◆ Exercise task:
Copy every one of the entries below word for word, but leave out the pictures.

◆ Exercise data:
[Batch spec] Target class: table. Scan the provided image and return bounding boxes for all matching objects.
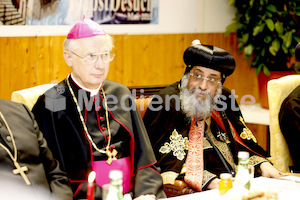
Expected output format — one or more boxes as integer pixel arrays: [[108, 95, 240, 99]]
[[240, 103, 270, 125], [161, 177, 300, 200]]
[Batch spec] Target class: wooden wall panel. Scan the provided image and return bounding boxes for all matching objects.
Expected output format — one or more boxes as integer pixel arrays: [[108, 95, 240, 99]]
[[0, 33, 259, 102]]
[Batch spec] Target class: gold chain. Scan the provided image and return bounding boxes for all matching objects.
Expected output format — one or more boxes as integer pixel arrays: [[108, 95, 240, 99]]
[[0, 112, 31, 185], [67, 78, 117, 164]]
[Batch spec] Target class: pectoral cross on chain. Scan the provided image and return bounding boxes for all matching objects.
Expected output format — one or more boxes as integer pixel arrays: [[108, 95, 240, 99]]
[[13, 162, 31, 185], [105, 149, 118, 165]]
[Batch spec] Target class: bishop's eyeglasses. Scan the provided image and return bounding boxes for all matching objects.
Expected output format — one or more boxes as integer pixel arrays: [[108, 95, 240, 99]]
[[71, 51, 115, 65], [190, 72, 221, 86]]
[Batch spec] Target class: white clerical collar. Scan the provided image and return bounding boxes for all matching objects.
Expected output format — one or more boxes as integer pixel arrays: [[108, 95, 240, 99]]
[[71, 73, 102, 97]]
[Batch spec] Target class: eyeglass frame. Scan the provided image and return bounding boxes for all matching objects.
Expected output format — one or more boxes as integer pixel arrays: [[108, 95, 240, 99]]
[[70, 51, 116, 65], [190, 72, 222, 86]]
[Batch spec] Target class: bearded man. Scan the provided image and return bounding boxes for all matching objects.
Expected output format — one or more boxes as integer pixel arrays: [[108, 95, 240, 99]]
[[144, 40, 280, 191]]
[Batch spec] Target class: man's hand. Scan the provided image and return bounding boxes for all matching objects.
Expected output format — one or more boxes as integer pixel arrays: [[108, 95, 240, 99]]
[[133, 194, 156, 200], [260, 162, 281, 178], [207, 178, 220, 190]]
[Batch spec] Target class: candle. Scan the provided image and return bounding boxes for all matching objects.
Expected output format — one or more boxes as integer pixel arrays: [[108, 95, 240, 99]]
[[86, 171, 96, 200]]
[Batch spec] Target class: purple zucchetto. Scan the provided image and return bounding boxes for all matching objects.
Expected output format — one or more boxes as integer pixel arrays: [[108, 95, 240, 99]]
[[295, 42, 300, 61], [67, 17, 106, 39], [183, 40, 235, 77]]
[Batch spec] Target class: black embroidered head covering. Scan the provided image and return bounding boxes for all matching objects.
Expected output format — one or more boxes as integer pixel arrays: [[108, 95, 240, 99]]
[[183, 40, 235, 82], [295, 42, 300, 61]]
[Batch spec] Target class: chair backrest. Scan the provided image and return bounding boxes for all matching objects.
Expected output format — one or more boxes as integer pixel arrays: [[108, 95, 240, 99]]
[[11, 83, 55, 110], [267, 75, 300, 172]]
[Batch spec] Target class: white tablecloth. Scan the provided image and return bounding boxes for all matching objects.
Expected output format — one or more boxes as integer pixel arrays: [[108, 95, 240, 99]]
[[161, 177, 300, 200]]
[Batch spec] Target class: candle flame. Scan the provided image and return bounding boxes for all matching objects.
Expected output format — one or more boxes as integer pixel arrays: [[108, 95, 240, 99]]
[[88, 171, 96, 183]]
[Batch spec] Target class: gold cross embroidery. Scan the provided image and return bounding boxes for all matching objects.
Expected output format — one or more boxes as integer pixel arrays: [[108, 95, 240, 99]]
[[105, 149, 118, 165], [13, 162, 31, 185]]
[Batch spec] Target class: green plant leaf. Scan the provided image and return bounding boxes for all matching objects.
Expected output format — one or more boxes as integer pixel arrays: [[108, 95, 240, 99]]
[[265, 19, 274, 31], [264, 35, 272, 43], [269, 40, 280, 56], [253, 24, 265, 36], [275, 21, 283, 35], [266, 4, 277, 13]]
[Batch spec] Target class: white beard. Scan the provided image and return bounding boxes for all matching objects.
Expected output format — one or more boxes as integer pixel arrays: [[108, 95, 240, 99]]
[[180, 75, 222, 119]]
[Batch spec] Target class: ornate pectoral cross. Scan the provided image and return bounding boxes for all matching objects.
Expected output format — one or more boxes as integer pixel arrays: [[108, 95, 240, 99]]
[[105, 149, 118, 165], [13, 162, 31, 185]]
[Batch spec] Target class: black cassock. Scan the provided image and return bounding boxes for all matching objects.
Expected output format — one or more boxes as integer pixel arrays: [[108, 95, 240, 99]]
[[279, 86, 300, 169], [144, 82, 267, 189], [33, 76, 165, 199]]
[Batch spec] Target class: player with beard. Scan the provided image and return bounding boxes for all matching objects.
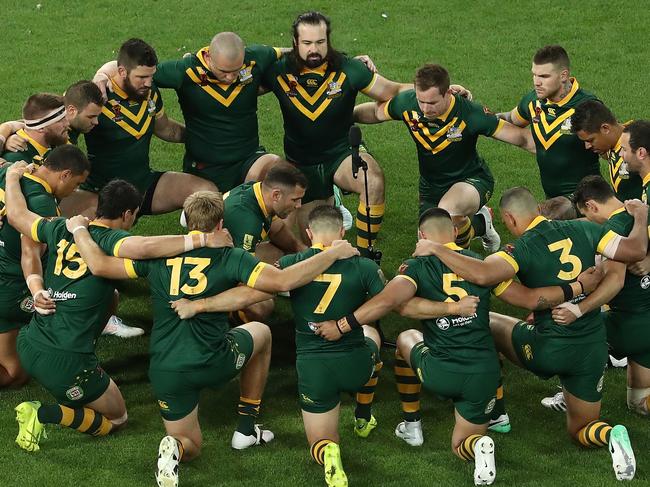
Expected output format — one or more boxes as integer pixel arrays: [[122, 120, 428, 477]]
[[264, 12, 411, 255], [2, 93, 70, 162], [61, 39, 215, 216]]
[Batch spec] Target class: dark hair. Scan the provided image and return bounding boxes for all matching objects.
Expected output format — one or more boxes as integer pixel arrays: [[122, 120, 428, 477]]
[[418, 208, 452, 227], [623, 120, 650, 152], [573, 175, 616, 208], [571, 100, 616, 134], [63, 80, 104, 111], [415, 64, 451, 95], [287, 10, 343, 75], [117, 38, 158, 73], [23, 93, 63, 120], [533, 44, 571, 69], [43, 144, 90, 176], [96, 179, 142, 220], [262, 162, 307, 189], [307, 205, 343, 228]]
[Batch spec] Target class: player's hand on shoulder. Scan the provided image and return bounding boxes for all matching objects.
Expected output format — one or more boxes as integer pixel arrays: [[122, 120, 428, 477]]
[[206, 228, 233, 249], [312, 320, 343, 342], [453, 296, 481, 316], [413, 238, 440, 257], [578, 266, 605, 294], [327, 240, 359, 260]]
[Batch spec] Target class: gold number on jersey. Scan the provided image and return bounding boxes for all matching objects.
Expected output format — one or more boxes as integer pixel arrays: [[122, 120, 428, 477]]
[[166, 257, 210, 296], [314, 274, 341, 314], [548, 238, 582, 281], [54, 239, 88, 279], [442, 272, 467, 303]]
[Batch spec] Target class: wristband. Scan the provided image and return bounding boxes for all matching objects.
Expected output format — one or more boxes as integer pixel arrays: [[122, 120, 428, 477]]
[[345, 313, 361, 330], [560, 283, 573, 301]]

◆ Answer to the exercise:
[Batch spec] Target class: table. Scan the provided image and return bounding boxes for all matching objects.
Expected output format — one or more boxes as integer pixel arrays: [[108, 95, 240, 99]]
[[240, 103, 270, 125], [161, 177, 300, 200]]
[Batch spec] Target class: wooden wall panel. Scan the provided image and return bounding boxes for all matching objects.
Expected output format — one or more boxes as integer pixel arrays: [[108, 95, 240, 99]]
[[0, 33, 259, 102]]
[Batch spec] Target class: gold chain. Scan the provided image and return bounding boxes for all matching objects.
Expected output format — one or more boxes as integer pixel arrays: [[108, 95, 240, 99]]
[[0, 112, 31, 185], [67, 78, 117, 164]]
[Batch spec] Target class: pectoral cross on chain. Scan the provided image and return bounding boxes for all matching objects.
Expected output format — one or more boxes as integer pixel arrays: [[108, 95, 240, 99]]
[[13, 162, 31, 185], [105, 149, 118, 165]]
[Batch spec] Target class: bishop's eyeglasses. Scan the provided image and return bounding boxes for all matching objects.
Expected output format — one or more boxes as integer pixel arrays: [[108, 95, 240, 99]]
[[71, 51, 115, 65], [190, 72, 221, 86]]
[Batch spec] Target class: white clerical collar. Scan the provided image and return bounding boxes for all matching objects.
Expected output format — one or more boxes as integer pixel arrays: [[108, 95, 240, 99]]
[[71, 73, 102, 97]]
[Batch spec] Target class: eyeglass frame. Scan the provided image and return bounding boxes for all matching objects.
Expected output format — one or more boxes as integer pixel arrays: [[108, 95, 240, 99]]
[[70, 51, 116, 65], [190, 72, 222, 86]]
[Batch spec] Target class: bearded man. Scan the provided image and return bounding boxes for all matching objects.
Expected output format — one or more boxes as integer pixel arrays: [[108, 95, 240, 99]]
[[144, 40, 280, 191]]
[Batch spec] Target class: man's hand. Scan the provided image and return bounding boxes for all matching objects.
Expected output format — one or more boxes as integer pixel arrays: [[108, 95, 240, 99]]
[[133, 194, 156, 200], [260, 162, 281, 178], [207, 178, 220, 190]]
[Batch spec] Target class: candle. Scan the provided image and return bounding boxes for all matching objects.
Expected output format — one or more boxes as integer pixel arrays: [[108, 95, 240, 99]]
[[86, 171, 96, 200]]
[Batch spec] Target class: purple zucchetto. Scan the provided image and return bounding boxes for all matching objects.
Expected output format — one or more boxes as integer pixel arrays: [[108, 95, 240, 99]]
[[295, 42, 300, 61], [67, 17, 106, 39], [183, 40, 235, 77]]
[Batch spec] Target class: black embroidered head covering. Scan the provided image and return bounding boxes for all matching objects.
Expected output format — one or more boxes as integer pixel arrays: [[108, 95, 240, 99]]
[[183, 40, 235, 82], [295, 42, 300, 61]]
[Batch spec] Target class: chair backrest. Scan the provided image and return bounding boxes for all matching objects.
Expected output format — one or more boxes as integer pixel arrays: [[108, 95, 240, 99]]
[[11, 83, 55, 110], [267, 75, 300, 172]]
[Batch spec] Target class: white tablecloth. Scan the provided image and return bounding boxes for all matching objects.
Expected output format — one or more boxes as integer pixel arrays: [[108, 95, 240, 99]]
[[161, 177, 300, 200]]
[Batch spec] Target class: candle flame. Scan the provided image and return bounding boxes for all matching objects.
Expected output format — one or more boxes as integer pixel arrays: [[108, 95, 240, 99]]
[[88, 171, 96, 183]]
[Batch spec] Target class: gold cross embroidery. Scan the provided image and return bounding boxes for all matching objects.
Expected output format — one or more boxes as integer pixel arrays: [[108, 95, 240, 99]]
[[105, 149, 118, 165], [13, 162, 31, 185]]
[Batch spec] Target class: green plant leaf. Scan the provided image and return bounding boxes for all matching objects.
Expected output format — one or more boxes as integer pixel arrays: [[108, 95, 240, 99]]
[[265, 19, 274, 31], [264, 35, 272, 43], [269, 40, 280, 56], [253, 24, 265, 36], [275, 21, 283, 35], [266, 4, 277, 13]]
[Batch spec] Target class: white beard. Scan the provided image and return bounding boxes for all matching objects.
Expected output format — one or more boxes as integer pixel arrays: [[108, 95, 240, 99]]
[[180, 75, 222, 119]]
[Batch spec] Target class: ornate pectoral cross. Scan the provided image and return bounding boxes for all matching objects.
Expected output format — one or more boxes as integer pixel arrays: [[108, 95, 240, 99]]
[[105, 149, 118, 165], [13, 162, 31, 185]]
[Batch spec] Target class: black cassock. Scan the provided image and return bounding boxes for all matching objects.
Expected output format — one or more boxes as integer pixel arrays: [[108, 95, 240, 99]]
[[279, 86, 300, 169], [144, 82, 267, 189], [33, 76, 165, 199]]
[Batch spec] Target class: player with beard. Scan the provided image and return bounding boxes for all matching objects.
Expected output format — one or more boxes as integer pixel arrays: [[122, 120, 428, 477]]
[[264, 12, 411, 255], [2, 93, 70, 162], [61, 39, 215, 216]]
[Batch spec] Target class: dark hair. Scan the provided image and return bounding boxes for all matching objects.
Expected output format — one or more boxes as integer pixel arrays: [[122, 120, 428, 477]]
[[418, 208, 452, 227], [623, 120, 650, 152], [573, 175, 616, 208], [571, 100, 616, 134], [63, 80, 104, 111], [415, 64, 451, 95], [287, 10, 343, 75], [117, 38, 158, 73], [23, 93, 63, 120], [533, 44, 571, 69], [43, 144, 90, 176], [96, 179, 142, 220], [262, 162, 307, 189], [307, 205, 343, 228]]
[Batch spec] Target class: player's hand on shoulder. Scan the provided image and return bounding boxes for all matching objects.
Expected output format — one or more boxes as integer pixel arrays: [[122, 120, 428, 477]]
[[206, 228, 233, 249], [312, 320, 343, 342], [453, 296, 481, 316], [413, 238, 440, 257], [578, 266, 605, 294], [327, 240, 359, 260]]
[Batch spec] Target class: gold number on jersey. Scan the provided image and return bounding boxes for all matching objects.
Expected output format — one or more boxes as integer pixel arrays: [[122, 120, 428, 477]]
[[166, 257, 210, 296], [314, 274, 341, 314], [548, 238, 582, 281], [54, 239, 88, 279], [442, 272, 467, 303]]
[Batch spec] Target class: wristband. Scan the provided image and return bounding boxes for all matching objects.
Expected output format — one or more boxes as integer pixel arrays: [[122, 120, 428, 477]]
[[345, 313, 361, 330], [560, 283, 573, 301]]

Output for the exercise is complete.